■ Records shown
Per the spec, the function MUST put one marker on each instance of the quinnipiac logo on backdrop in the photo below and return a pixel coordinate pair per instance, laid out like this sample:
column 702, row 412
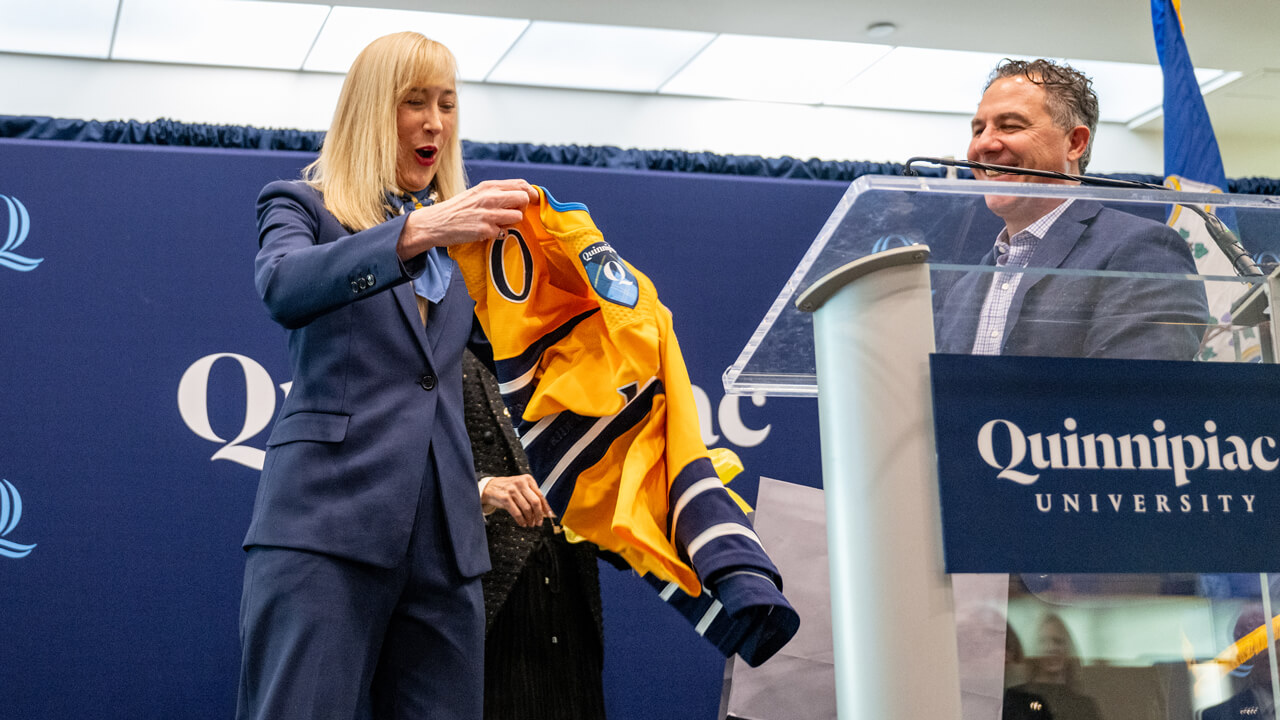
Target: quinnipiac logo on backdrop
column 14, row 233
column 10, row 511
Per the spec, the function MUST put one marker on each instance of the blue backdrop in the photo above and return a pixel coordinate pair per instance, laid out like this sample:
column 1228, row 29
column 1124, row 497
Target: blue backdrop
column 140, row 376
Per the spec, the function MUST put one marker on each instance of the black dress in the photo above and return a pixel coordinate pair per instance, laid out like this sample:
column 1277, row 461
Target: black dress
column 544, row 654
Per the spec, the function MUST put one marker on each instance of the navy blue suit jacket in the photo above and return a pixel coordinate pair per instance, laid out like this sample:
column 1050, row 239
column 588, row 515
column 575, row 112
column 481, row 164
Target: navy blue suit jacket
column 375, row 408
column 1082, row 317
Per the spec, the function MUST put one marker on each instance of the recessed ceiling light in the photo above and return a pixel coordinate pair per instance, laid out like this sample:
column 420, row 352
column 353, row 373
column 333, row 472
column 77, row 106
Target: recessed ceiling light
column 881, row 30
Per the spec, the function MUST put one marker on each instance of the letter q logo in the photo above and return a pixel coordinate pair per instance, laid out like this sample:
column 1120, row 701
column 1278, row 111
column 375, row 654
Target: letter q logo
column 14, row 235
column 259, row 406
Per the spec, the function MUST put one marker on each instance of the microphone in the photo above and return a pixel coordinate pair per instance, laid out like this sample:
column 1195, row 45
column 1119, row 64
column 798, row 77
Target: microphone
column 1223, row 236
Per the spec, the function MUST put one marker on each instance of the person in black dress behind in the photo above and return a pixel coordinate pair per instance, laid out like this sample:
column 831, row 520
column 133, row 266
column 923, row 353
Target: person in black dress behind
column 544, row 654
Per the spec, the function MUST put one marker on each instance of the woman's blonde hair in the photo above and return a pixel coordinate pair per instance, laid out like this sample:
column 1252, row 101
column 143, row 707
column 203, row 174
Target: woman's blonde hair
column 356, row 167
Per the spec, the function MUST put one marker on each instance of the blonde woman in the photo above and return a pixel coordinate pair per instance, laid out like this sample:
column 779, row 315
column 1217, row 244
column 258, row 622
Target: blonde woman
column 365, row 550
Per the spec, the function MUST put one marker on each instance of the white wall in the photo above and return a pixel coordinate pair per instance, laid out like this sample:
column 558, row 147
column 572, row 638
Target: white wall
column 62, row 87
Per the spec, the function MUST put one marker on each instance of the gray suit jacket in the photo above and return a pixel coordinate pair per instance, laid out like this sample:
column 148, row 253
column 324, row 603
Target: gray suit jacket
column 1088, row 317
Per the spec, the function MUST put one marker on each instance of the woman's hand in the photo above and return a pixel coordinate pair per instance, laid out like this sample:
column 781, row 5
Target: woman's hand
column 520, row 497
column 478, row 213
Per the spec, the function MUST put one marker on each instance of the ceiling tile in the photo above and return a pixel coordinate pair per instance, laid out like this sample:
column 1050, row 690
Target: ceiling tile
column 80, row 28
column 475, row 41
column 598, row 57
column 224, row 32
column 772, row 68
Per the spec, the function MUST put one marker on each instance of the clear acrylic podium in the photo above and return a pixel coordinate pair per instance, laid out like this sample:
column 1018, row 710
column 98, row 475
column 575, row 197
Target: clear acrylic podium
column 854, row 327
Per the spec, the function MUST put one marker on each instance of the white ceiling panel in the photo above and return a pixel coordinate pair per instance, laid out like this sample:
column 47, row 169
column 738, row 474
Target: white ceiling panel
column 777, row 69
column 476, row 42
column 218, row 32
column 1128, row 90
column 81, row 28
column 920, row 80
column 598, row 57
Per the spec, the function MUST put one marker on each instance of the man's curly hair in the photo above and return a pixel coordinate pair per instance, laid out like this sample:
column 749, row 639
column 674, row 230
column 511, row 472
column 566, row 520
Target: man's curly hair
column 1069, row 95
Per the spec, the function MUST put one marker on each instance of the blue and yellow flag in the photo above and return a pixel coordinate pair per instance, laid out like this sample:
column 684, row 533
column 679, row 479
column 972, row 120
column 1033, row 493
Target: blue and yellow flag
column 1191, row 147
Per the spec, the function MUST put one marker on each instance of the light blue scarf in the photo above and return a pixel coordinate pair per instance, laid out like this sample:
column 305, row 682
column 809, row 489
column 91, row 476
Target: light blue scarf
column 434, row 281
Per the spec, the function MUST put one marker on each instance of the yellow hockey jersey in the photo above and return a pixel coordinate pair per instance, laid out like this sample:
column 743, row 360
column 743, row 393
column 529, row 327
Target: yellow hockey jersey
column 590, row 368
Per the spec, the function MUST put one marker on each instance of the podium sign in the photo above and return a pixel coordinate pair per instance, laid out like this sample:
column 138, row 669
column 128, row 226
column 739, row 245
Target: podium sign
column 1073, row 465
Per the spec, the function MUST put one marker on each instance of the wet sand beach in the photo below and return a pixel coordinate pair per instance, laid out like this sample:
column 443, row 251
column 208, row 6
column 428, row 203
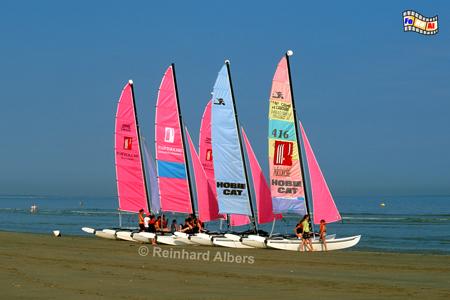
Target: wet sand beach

■ Required work
Copy out each record shown above without alteration, skipping any picture.

■ Answer for this exercise
Per the spec, the function MUST put one marker on each instance of the quinnipiac logo on backdrop in the photo below and return a pixel coordinate pair per instance, laid out like this sample:
column 702, row 412
Target: quinnipiac logo on backdrop
column 14, row 233
column 10, row 511
Per the spec, the function MUST put one marker on each instance of the blue backdrop in the photo above and return a pixel coordinate pair per instance, laid out like this sample:
column 1228, row 29
column 1124, row 497
Target: blue backdrop
column 140, row 376
Per the spec, the function MUST put one marker on each instance of the black dress in the photo above and return a pixel coordinate pair per instance, laid out like this sample:
column 1277, row 461
Target: black dress
column 544, row 654
Per the spec, the function MUST put one marker on each instance of the navy blue suit jacket in the photo above and return a pixel coordinate pair per instance, laid out like this sample:
column 1050, row 239
column 588, row 515
column 575, row 112
column 481, row 164
Target: navy blue suit jacket
column 375, row 408
column 1082, row 317
Per the spec, the function MUST put one marker on each instance of the recessed ceiling light in the photo above and return a pixel coordinate pair per instance, laid out like this sample:
column 420, row 352
column 353, row 373
column 333, row 472
column 77, row 106
Target: recessed ceiling light
column 881, row 30
Per the spec, the function MUST put one marker on each instance of the letter q logo in the photo above and return a pixel coordinate pair per instance, laid out like this sample:
column 1120, row 701
column 1278, row 111
column 375, row 654
Target: letter q logo
column 14, row 235
column 259, row 406
Per the spec, the function MUST put one marker on each instance of the microphone in the photo above and return a pixel coordinate pair per instance, laid out like this sample:
column 1195, row 45
column 1119, row 64
column 798, row 77
Target: microphone
column 1223, row 236
Per the spec, the function MUST put one marker on each instance of the person in black dress behind in the photo above and return a pixel coordinate pair per instance, laid out like this sample:
column 831, row 520
column 133, row 266
column 923, row 353
Target: person in black dress behind
column 544, row 654
Per the spec, the function MUST put one marker on each instance of the woman's blonde hair in the photo above and return a pixel coordinate pair per instance, laid out like this sample:
column 1252, row 101
column 143, row 707
column 203, row 174
Target: woman's blonde hair
column 356, row 167
Per the spec, the function MUST put one marker on each instance of the blonde woman in the photo above and return a pixel coordinate pair per instance, laid out like this sample:
column 779, row 315
column 1217, row 244
column 258, row 622
Target: blonde woman
column 365, row 550
Per the spec, the function MUST put one marker on each instance of the white wall in the photo above and return a pixel coordinate pair per instance, laid out like this sample:
column 558, row 147
column 572, row 638
Target: white wall
column 62, row 87
Per the spec, the function MUST put one marker on each instance of the gray suit jacket in the photo above and return a pixel coordinate pair per instance, laid out like this sample:
column 148, row 253
column 324, row 603
Target: gray suit jacket
column 1088, row 317
Per the spec, the function MUST put one marker on each instance of the woman's hand in the photo above and return a pixel coordinate pair per instance, laid out like this sample:
column 781, row 5
Target: woman's hand
column 520, row 497
column 478, row 213
Per the spec, the function MUST put one marker on each instance of the ceiling tile in the photo above and return a pixel coordinate pair per instance, laid out like this sample:
column 1050, row 690
Target: ceiling tile
column 80, row 28
column 475, row 41
column 598, row 57
column 224, row 32
column 772, row 68
Per the spec, the function MUST put one marker on each instance of the clear acrylic podium in the photo above and return a pixel coordinate pair per instance, laid out like this sample:
column 1018, row 710
column 98, row 475
column 575, row 197
Target: clear acrylic podium
column 854, row 327
Per the spec, the function MUST put one marker on each instance of the white ceiling panel in the photo above and return a pixel coordinate pair per instance, laid out like this sample:
column 47, row 169
column 738, row 474
Target: white ceiling panel
column 777, row 69
column 476, row 42
column 218, row 32
column 1128, row 90
column 81, row 28
column 920, row 80
column 598, row 57
Per the spec, the function MUST put one marker on each instance of the man's curly hair in the photo above and return a pixel coordinate pair per instance, laid out like this sample:
column 749, row 639
column 674, row 230
column 511, row 472
column 566, row 520
Target: man's curly hair
column 1069, row 95
Per the spec, the function MUST put one marker on each instance of the blue and yellow flag in the photo above and return a pixel coordinate pair per instance, laid out like this sample:
column 684, row 533
column 679, row 479
column 972, row 120
column 1033, row 493
Target: blue and yellow flag
column 1191, row 147
Per the spec, the function MUST put one marker on each instance of the light blue scarf in the photo above and return a pixel coordinate pair per instance, laid out like this sample:
column 305, row 682
column 809, row 489
column 91, row 476
Target: light blue scarf
column 434, row 281
Per the spec, the function MUST put one marker on each instance of the yellow hockey jersey in the photo above and return a pixel coordinate pair per instance, laid out like this sample:
column 743, row 360
column 743, row 393
column 529, row 327
Target: yellow hockey jersey
column 590, row 368
Per the spec, the function MUST put one marker on each instance of the podium sign in the photo above and return a pixel coordinate pair per instance, laid out like this sample:
column 138, row 669
column 128, row 226
column 739, row 245
Target: podium sign
column 1073, row 465
Per the spec, the function MUST put one marker on each instance of the wet sand beach in the photo below and return a pixel coordinate pair per instance, laid out like this sample:
column 443, row 251
column 208, row 6
column 428, row 203
Target: wet sand beach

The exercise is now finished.